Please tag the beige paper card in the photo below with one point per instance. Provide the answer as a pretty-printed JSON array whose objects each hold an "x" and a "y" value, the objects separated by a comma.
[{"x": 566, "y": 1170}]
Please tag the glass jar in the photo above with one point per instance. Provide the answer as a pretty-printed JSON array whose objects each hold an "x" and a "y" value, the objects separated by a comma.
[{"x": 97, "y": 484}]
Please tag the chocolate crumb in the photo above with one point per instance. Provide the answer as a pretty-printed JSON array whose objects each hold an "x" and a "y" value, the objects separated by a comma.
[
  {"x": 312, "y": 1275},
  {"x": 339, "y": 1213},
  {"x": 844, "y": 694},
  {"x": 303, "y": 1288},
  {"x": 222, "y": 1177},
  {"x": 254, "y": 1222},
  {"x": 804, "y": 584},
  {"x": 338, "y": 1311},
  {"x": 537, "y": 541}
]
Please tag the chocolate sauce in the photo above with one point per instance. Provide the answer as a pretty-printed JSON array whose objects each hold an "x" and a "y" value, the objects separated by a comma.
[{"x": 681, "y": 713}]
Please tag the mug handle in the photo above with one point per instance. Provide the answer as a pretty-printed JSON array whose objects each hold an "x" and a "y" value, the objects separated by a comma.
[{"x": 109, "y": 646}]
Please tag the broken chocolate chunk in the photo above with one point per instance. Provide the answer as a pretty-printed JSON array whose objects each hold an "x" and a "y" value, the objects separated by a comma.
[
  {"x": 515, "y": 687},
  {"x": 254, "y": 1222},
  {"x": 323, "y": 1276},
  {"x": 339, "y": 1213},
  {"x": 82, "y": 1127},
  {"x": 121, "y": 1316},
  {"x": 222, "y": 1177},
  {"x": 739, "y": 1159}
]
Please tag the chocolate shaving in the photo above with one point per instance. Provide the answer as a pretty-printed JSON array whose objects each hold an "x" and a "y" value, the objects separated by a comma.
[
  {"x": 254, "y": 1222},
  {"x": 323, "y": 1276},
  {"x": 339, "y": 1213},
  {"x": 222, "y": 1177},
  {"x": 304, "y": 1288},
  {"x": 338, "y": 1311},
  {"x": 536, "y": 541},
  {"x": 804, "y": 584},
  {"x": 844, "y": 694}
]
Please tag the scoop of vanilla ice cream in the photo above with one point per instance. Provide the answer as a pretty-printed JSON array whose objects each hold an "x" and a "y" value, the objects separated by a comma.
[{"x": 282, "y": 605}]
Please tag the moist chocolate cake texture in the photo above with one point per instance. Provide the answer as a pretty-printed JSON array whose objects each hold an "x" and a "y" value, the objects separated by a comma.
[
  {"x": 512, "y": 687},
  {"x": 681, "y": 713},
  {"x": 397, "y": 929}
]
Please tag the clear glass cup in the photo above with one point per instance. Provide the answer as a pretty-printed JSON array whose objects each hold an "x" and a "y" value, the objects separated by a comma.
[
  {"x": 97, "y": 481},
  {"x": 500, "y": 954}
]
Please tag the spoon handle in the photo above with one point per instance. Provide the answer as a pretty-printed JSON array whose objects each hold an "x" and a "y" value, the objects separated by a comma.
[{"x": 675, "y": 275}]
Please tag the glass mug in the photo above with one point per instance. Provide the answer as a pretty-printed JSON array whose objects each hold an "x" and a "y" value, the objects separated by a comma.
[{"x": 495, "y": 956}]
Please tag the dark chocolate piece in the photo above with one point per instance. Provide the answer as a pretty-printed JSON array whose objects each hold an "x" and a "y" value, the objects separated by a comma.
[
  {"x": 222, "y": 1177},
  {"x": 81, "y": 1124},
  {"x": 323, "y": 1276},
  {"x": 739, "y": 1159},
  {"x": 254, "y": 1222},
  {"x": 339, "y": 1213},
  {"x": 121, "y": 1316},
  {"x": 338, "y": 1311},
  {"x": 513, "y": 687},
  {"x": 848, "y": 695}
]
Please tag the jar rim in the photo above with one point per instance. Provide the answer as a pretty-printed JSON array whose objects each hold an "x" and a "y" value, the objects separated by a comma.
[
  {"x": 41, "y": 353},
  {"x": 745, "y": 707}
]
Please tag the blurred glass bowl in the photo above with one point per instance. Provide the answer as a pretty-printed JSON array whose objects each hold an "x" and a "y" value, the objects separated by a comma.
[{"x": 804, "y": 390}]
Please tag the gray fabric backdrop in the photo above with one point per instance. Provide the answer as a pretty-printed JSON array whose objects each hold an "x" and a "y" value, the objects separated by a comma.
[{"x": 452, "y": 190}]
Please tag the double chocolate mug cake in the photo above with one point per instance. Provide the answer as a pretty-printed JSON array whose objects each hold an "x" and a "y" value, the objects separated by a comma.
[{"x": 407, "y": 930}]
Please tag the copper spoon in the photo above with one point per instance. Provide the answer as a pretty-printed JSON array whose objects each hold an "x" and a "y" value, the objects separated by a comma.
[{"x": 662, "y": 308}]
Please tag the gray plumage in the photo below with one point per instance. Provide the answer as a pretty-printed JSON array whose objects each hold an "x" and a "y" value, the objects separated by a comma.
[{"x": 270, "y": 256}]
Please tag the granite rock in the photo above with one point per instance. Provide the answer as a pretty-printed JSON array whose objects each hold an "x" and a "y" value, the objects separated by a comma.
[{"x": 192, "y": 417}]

* Do this
Write out the complete set of records exactly as given.

* Response to the task
Please tag the beige paper card in the photo below with one point per instance. Provide the answer as a pretty-printed JSON array whose objects each hold an "x" and a "y" value, the objects separated by a comma.
[{"x": 566, "y": 1170}]
Please tag the glass jar in the photo above with one point per instance. Provide the answer as a pretty-printed JSON array whose objects each hold an "x" and a "y" value, the objects separated by a comma.
[{"x": 97, "y": 484}]
Please tag the chocolate crumb in the photo above with one point per instance. Provide the answer as a pretty-printed JSON array whose objects each hold an "x" and a "y" value, the objects separated by a comma.
[
  {"x": 312, "y": 1275},
  {"x": 339, "y": 1213},
  {"x": 844, "y": 694},
  {"x": 303, "y": 1288},
  {"x": 222, "y": 1177},
  {"x": 254, "y": 1222},
  {"x": 804, "y": 584},
  {"x": 338, "y": 1311},
  {"x": 537, "y": 541}
]
Please tag the chocolate sauce in the photo above with one point per instance. Provide the answer as a pretty-printed JSON array whose objects each hold an "x" and a "y" value, the objects separated by a comma.
[{"x": 681, "y": 713}]
Please tag the mug handle in the photo above with one point per instance. Provide the answer as a pretty-printed JSON array whose objects each hold an "x" and a "y" value, the objects separated by a comma.
[{"x": 109, "y": 646}]
Please tag the broken chocolate chunk in the photo above with one point per instance. Provide the answer as a pretty-printed JSON array whose objects each hold an "x" and a "y" value, the objects separated by a comma.
[
  {"x": 515, "y": 687},
  {"x": 254, "y": 1222},
  {"x": 323, "y": 1276},
  {"x": 339, "y": 1213},
  {"x": 82, "y": 1127},
  {"x": 121, "y": 1316},
  {"x": 222, "y": 1177},
  {"x": 739, "y": 1159}
]
Please tag the chocolate shaving in the photo above with one point per instance. Provide the answer as a pretty-printed JSON array whose objects each hold an "x" and a "y" value, the objects separated by a comma.
[
  {"x": 254, "y": 1222},
  {"x": 323, "y": 1276},
  {"x": 339, "y": 1213},
  {"x": 222, "y": 1177},
  {"x": 304, "y": 1288},
  {"x": 338, "y": 1311},
  {"x": 536, "y": 541},
  {"x": 804, "y": 584},
  {"x": 844, "y": 694}
]
Please tag the scoop of vanilla ice cream in the photo above with one point per instance. Provide the answer as a pretty-printed JSON array whose objects each hold an "x" and a "y" value, the objects separated by a comma.
[{"x": 282, "y": 605}]
Please tag the moist chocolate cake texture in the photo above with one point per instance. Provide the answer as a pretty-printed JSON array whose objects each hold an "x" and a "y" value, the objects separated by a comma.
[
  {"x": 512, "y": 687},
  {"x": 681, "y": 713},
  {"x": 397, "y": 929}
]
Please tag the clear glass cup in the photo above with one point per instance. Provide the answer as a pretty-printed JSON array whose objects each hold an "x" and a "y" value, the objects separated by a comma.
[
  {"x": 97, "y": 481},
  {"x": 500, "y": 954}
]
Please tag the spoon handle in the photo above with one point per instance. Provide the answer as a pretty-printed JSON array whose objects each hold an "x" and a "y" value, the objects separated by a comma.
[{"x": 675, "y": 275}]
Please tag the glass mug in the photo above with one point per instance. Provide the answer as a pretty-printed JSON array whose objects each hold an "x" and a "y" value, the objects separated by a comma.
[{"x": 495, "y": 956}]
Please tag the dark chocolate piece in the photo above with one point per instance. Provide the answer as a pretty-printed JSON array whose objects each hold an "x" and a "y" value, the objects separated by a comma.
[
  {"x": 222, "y": 1177},
  {"x": 81, "y": 1124},
  {"x": 323, "y": 1276},
  {"x": 739, "y": 1159},
  {"x": 254, "y": 1222},
  {"x": 339, "y": 1213},
  {"x": 121, "y": 1316},
  {"x": 338, "y": 1311},
  {"x": 513, "y": 687},
  {"x": 848, "y": 695}
]
Please tag the jar rim in the photo above with one point per instance. Provide the answer as a pretty-printed JSON array whose objects each hold an "x" and a "y" value, the objects separated by a comma.
[
  {"x": 41, "y": 353},
  {"x": 745, "y": 707}
]
Please tag the blurred glass bowl in the photo above with one point per instance. Provide the answer as a pretty-printed JSON array whose objects each hold an "x" and a "y" value, the objects separated by a comma.
[{"x": 804, "y": 390}]
Please tag the gray fabric backdrop in the photo above with one point per instance. Provide the answer as a pretty-printed JSON array whose objects each hold an "x" and a "y" value, the objects separated by a comma.
[{"x": 452, "y": 190}]
Please tag the double chocolate mug cake in the photo above with one point per instance. Provide the answer as a pretty-printed JSON array whose objects each hold an "x" and a "y" value, the objects separated by a comma.
[{"x": 407, "y": 930}]
Please tag the copper spoon in the photo above with one point per instance. Provide the answer as a pretty-printed JSON array whose objects each hold an "x" and a "y" value, the objects separated by a comma.
[{"x": 662, "y": 308}]
Please tag the gray plumage in the photo below with one point per instance. Provide the answer as a pretty-printed JSON array whose objects each hold an "x" and a "y" value, the objects separated by a comma.
[{"x": 270, "y": 256}]
Please tag the granite rock in the photo above with one point per instance. Provide the answer as a pretty-printed JSON array whose objects each hold an "x" and a "y" value, the objects separated by a comma.
[{"x": 192, "y": 417}]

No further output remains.